Barcos de Cristal (Spanish for "Crystal Ships") is the title of the fifth studio album by singer-songwriter & producer Thomas Anders. It is his first solo album to be sung in Spanish. It was released in 1994 in the United States for Latin America, and was produced by Ralf Stemmann and Christian De Walden (Marta Sánchez). Some tracks were co-written by Thomas Anders aka Chris Copperfield. A title track was used for the Argentine TV-series and reached No.1 in Argentina. Tu Chica Es Mi Chica was recorded as a duet with Glenn Medeiros. Una Mañana De Sol is a cover in Spanish on When Will I See You Again by The Three Degrees. Luna De Plata was covered by Kiara in 1995.

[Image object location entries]
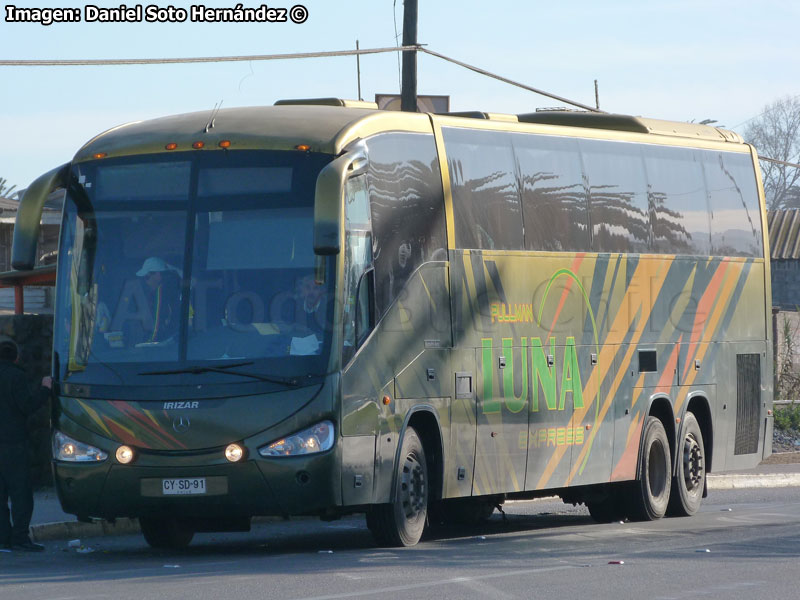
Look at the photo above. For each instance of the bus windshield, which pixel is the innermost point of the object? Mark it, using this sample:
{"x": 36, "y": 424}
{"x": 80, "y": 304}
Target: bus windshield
{"x": 192, "y": 259}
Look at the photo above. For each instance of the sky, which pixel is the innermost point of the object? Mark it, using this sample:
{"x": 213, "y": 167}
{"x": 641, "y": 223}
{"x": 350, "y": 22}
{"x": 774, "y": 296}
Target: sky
{"x": 684, "y": 60}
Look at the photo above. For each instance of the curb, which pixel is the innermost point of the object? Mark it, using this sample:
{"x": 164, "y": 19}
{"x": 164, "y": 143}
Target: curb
{"x": 742, "y": 482}
{"x": 67, "y": 530}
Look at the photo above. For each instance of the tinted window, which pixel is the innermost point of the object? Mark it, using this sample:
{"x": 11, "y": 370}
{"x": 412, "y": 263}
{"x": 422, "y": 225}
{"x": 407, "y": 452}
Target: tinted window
{"x": 407, "y": 206}
{"x": 617, "y": 196}
{"x": 483, "y": 178}
{"x": 553, "y": 194}
{"x": 733, "y": 203}
{"x": 677, "y": 201}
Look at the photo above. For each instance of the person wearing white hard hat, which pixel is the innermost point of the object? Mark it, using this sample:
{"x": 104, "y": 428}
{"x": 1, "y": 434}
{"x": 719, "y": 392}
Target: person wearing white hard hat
{"x": 162, "y": 291}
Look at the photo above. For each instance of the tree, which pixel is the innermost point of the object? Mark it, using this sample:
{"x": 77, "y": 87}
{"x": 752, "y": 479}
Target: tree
{"x": 776, "y": 134}
{"x": 5, "y": 191}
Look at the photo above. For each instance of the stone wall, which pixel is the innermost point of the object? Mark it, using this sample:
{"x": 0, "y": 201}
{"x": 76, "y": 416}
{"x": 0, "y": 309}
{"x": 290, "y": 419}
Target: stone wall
{"x": 786, "y": 284}
{"x": 34, "y": 336}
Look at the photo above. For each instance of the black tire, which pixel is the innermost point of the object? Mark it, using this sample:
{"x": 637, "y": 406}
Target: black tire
{"x": 690, "y": 475}
{"x": 401, "y": 522}
{"x": 611, "y": 508}
{"x": 650, "y": 493}
{"x": 166, "y": 533}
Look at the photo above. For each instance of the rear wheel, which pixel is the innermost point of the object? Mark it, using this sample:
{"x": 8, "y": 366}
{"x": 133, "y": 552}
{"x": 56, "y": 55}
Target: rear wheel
{"x": 650, "y": 494}
{"x": 401, "y": 522}
{"x": 166, "y": 533}
{"x": 690, "y": 477}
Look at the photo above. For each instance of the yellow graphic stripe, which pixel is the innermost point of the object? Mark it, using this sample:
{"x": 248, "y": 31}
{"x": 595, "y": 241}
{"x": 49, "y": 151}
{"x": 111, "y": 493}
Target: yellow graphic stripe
{"x": 95, "y": 417}
{"x": 649, "y": 276}
{"x": 732, "y": 276}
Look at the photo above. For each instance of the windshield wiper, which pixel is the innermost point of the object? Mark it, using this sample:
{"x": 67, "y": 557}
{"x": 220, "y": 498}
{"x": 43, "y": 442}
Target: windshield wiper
{"x": 288, "y": 381}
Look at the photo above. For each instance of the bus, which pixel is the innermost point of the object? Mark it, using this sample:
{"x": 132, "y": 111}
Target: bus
{"x": 322, "y": 308}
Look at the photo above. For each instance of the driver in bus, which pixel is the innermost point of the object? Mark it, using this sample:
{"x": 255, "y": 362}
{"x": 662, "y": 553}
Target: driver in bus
{"x": 161, "y": 296}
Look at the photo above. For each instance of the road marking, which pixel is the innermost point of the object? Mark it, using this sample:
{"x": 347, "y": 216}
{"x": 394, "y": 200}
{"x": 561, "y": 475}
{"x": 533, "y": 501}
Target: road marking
{"x": 440, "y": 582}
{"x": 764, "y": 480}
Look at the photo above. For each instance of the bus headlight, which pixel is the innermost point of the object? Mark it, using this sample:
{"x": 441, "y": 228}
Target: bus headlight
{"x": 125, "y": 455}
{"x": 318, "y": 438}
{"x": 69, "y": 450}
{"x": 234, "y": 452}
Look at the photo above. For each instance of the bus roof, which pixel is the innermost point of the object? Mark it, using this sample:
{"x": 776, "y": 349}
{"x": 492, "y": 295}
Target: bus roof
{"x": 328, "y": 125}
{"x": 326, "y": 129}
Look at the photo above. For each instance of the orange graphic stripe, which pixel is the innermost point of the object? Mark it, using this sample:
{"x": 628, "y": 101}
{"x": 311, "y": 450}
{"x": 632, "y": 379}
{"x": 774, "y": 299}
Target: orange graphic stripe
{"x": 626, "y": 467}
{"x": 565, "y": 294}
{"x": 630, "y": 305}
{"x": 720, "y": 307}
{"x": 703, "y": 309}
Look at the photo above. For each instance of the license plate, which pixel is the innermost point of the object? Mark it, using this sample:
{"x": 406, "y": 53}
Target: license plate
{"x": 183, "y": 486}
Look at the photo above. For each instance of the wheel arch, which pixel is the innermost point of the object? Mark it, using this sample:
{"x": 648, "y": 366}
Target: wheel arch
{"x": 425, "y": 421}
{"x": 697, "y": 404}
{"x": 661, "y": 408}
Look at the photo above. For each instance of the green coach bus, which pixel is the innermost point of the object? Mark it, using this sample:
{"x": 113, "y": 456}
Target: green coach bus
{"x": 322, "y": 308}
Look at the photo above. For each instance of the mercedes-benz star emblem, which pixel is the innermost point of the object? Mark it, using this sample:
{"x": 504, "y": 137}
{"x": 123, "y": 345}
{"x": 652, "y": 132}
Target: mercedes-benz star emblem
{"x": 181, "y": 424}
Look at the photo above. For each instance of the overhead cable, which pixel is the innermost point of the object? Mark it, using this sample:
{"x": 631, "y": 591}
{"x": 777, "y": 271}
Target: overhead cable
{"x": 510, "y": 81}
{"x": 101, "y": 62}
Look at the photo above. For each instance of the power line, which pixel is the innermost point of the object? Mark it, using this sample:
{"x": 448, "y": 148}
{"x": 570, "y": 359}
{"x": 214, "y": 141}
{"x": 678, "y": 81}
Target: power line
{"x": 760, "y": 115}
{"x": 264, "y": 57}
{"x": 510, "y": 81}
{"x": 779, "y": 162}
{"x": 207, "y": 59}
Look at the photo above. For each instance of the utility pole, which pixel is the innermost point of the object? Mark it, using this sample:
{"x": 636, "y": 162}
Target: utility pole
{"x": 408, "y": 92}
{"x": 358, "y": 69}
{"x": 596, "y": 95}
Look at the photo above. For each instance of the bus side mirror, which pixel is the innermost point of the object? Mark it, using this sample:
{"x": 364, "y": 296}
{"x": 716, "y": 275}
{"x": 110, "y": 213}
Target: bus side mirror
{"x": 329, "y": 201}
{"x": 29, "y": 215}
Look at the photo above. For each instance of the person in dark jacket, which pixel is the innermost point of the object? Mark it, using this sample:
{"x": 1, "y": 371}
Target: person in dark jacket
{"x": 17, "y": 403}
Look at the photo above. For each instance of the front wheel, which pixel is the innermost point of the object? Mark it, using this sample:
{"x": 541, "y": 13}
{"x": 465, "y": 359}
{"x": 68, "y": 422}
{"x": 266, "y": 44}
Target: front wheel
{"x": 650, "y": 493}
{"x": 400, "y": 523}
{"x": 690, "y": 477}
{"x": 166, "y": 533}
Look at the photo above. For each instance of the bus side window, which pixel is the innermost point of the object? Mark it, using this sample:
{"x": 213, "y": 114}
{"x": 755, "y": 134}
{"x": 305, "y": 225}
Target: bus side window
{"x": 359, "y": 293}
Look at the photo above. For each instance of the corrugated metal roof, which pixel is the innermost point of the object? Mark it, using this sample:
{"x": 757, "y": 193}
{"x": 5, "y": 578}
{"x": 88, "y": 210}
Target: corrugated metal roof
{"x": 784, "y": 233}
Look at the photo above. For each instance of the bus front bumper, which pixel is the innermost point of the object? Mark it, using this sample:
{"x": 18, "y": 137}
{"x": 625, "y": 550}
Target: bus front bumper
{"x": 283, "y": 486}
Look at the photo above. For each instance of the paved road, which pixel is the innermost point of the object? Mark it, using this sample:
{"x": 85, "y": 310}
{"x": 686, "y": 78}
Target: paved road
{"x": 543, "y": 550}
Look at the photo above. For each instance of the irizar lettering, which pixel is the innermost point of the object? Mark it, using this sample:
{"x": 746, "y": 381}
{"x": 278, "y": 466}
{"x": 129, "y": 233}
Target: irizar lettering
{"x": 547, "y": 384}
{"x": 177, "y": 405}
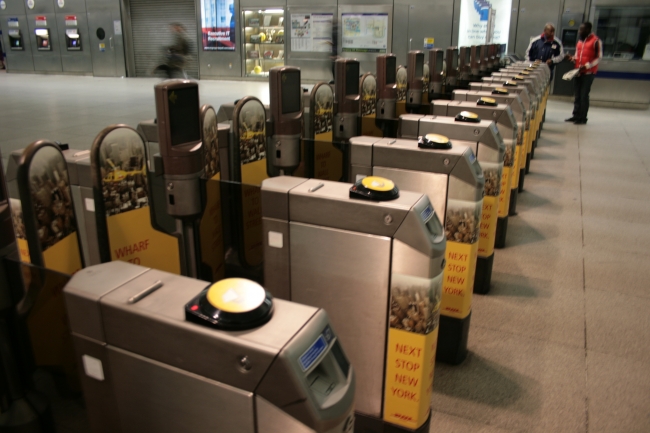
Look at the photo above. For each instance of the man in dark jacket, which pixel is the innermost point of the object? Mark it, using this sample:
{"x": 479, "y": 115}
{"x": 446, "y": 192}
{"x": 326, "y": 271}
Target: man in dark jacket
{"x": 546, "y": 48}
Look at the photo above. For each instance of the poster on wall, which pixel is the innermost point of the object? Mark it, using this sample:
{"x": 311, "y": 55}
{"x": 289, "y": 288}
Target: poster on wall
{"x": 484, "y": 21}
{"x": 364, "y": 32}
{"x": 218, "y": 25}
{"x": 312, "y": 32}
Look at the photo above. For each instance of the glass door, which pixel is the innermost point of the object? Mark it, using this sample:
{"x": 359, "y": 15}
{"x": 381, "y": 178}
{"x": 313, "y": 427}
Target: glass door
{"x": 263, "y": 40}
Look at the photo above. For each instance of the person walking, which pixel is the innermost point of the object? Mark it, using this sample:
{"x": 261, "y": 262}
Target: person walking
{"x": 589, "y": 51}
{"x": 546, "y": 48}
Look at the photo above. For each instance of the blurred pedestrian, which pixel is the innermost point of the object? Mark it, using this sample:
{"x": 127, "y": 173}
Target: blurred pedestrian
{"x": 546, "y": 48}
{"x": 589, "y": 51}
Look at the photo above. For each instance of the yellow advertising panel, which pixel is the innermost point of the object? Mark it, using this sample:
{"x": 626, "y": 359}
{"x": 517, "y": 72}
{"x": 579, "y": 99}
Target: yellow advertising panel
{"x": 211, "y": 229}
{"x": 64, "y": 256}
{"x": 488, "y": 226}
{"x": 411, "y": 351}
{"x": 504, "y": 195}
{"x": 410, "y": 362}
{"x": 253, "y": 174}
{"x": 134, "y": 240}
{"x": 458, "y": 281}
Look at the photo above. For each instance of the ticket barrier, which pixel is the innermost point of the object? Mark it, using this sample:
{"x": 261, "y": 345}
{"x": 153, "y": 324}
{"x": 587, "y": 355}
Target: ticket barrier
{"x": 230, "y": 353}
{"x": 515, "y": 103}
{"x": 464, "y": 67}
{"x": 23, "y": 409}
{"x": 502, "y": 115}
{"x": 489, "y": 148}
{"x": 543, "y": 74}
{"x": 353, "y": 250}
{"x": 534, "y": 86}
{"x": 453, "y": 180}
{"x": 530, "y": 103}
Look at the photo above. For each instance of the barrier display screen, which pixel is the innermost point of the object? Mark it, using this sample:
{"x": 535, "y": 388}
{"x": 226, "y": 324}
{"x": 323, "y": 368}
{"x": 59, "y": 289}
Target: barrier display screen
{"x": 391, "y": 70}
{"x": 291, "y": 92}
{"x": 352, "y": 79}
{"x": 184, "y": 115}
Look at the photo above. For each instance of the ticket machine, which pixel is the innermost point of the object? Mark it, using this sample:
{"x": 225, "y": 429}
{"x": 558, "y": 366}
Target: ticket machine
{"x": 415, "y": 80}
{"x": 346, "y": 99}
{"x": 488, "y": 108}
{"x": 436, "y": 73}
{"x": 356, "y": 249}
{"x": 530, "y": 104}
{"x": 164, "y": 353}
{"x": 181, "y": 148}
{"x": 464, "y": 66}
{"x": 283, "y": 147}
{"x": 502, "y": 96}
{"x": 451, "y": 74}
{"x": 489, "y": 147}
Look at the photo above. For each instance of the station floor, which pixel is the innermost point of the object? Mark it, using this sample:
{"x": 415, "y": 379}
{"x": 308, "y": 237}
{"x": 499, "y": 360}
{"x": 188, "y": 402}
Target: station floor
{"x": 560, "y": 344}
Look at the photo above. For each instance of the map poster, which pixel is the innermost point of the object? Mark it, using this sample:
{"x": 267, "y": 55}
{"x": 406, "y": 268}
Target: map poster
{"x": 312, "y": 32}
{"x": 218, "y": 25}
{"x": 364, "y": 32}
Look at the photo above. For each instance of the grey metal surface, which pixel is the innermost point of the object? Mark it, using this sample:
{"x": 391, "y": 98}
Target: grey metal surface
{"x": 155, "y": 327}
{"x": 275, "y": 198}
{"x": 338, "y": 277}
{"x": 325, "y": 206}
{"x": 45, "y": 61}
{"x": 291, "y": 387}
{"x": 144, "y": 386}
{"x": 74, "y": 61}
{"x": 86, "y": 288}
{"x": 344, "y": 126}
{"x": 16, "y": 60}
{"x": 434, "y": 185}
{"x": 274, "y": 420}
{"x": 109, "y": 61}
{"x": 276, "y": 258}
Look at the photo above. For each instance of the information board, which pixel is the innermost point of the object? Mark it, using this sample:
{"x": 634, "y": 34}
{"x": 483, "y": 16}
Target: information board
{"x": 474, "y": 18}
{"x": 364, "y": 32}
{"x": 218, "y": 23}
{"x": 312, "y": 32}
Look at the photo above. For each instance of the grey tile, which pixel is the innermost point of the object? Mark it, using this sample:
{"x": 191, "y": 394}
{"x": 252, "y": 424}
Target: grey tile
{"x": 620, "y": 209}
{"x": 617, "y": 271}
{"x": 516, "y": 383}
{"x": 616, "y": 186}
{"x": 442, "y": 422}
{"x": 618, "y": 324}
{"x": 610, "y": 233}
{"x": 618, "y": 391}
{"x": 549, "y": 308}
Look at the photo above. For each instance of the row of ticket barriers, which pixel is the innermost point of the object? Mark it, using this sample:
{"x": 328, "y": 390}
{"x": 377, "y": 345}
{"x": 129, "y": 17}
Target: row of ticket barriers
{"x": 206, "y": 247}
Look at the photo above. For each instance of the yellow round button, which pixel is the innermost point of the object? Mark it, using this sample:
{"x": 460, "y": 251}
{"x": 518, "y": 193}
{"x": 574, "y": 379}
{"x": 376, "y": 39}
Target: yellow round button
{"x": 236, "y": 295}
{"x": 437, "y": 138}
{"x": 469, "y": 115}
{"x": 376, "y": 183}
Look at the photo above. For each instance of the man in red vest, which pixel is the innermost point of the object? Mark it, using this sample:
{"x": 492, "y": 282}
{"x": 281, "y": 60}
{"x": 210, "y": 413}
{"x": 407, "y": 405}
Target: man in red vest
{"x": 589, "y": 51}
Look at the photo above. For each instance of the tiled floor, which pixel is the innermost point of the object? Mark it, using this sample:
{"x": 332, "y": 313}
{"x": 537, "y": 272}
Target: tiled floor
{"x": 562, "y": 342}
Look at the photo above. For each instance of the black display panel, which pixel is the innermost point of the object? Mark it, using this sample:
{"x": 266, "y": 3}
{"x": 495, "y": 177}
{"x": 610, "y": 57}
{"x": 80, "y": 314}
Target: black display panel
{"x": 184, "y": 126}
{"x": 351, "y": 79}
{"x": 291, "y": 92}
{"x": 570, "y": 38}
{"x": 391, "y": 70}
{"x": 419, "y": 66}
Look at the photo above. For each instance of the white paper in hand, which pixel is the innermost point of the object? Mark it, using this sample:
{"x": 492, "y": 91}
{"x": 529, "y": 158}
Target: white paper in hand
{"x": 570, "y": 75}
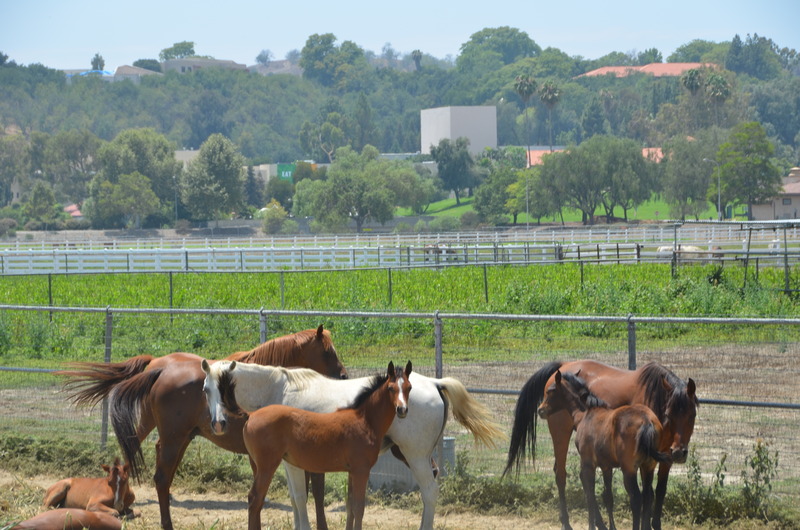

### What this exercise asks
1. List every song title named in the album description, leaving out the album's own title.
2. According to the album description, which singer recorded "Tu Chica Es Mi Chica" as a duet with Thomas Anders?
3. Transcribe the stretch of the album description from "Barcos de Cristal" through "Kiara in 1995.".

### Full solutions
1.
Tu Chica Es Mi Chica
Una Mañana De Sol
When Will I See You Again
Luna De Plata

2. Glenn Medeiros

3.
Barcos de Cristal (Spanish for "Crystal Ships") is the title of the fifth studio album by singer-songwriter & producer Thomas Anders. It is his first solo album to be sung in Spanish. It was released in 1994 in the United States for Latin America, and was produced by Ralf Stemmann and Christian De Walden (Marta Sánchez). Some tracks were co-written by Thomas Anders aka Chris Copperfield. A title track was used for the Argentine TV-series and reached No.1 in Argentina. Tu Chica Es Mi Chica was recorded as a duet with Glenn Medeiros. Una Mañana De Sol is a cover in Spanish on When Will I See You Again by The Three Degrees. Luna De Plata was covered by Kiara in 1995.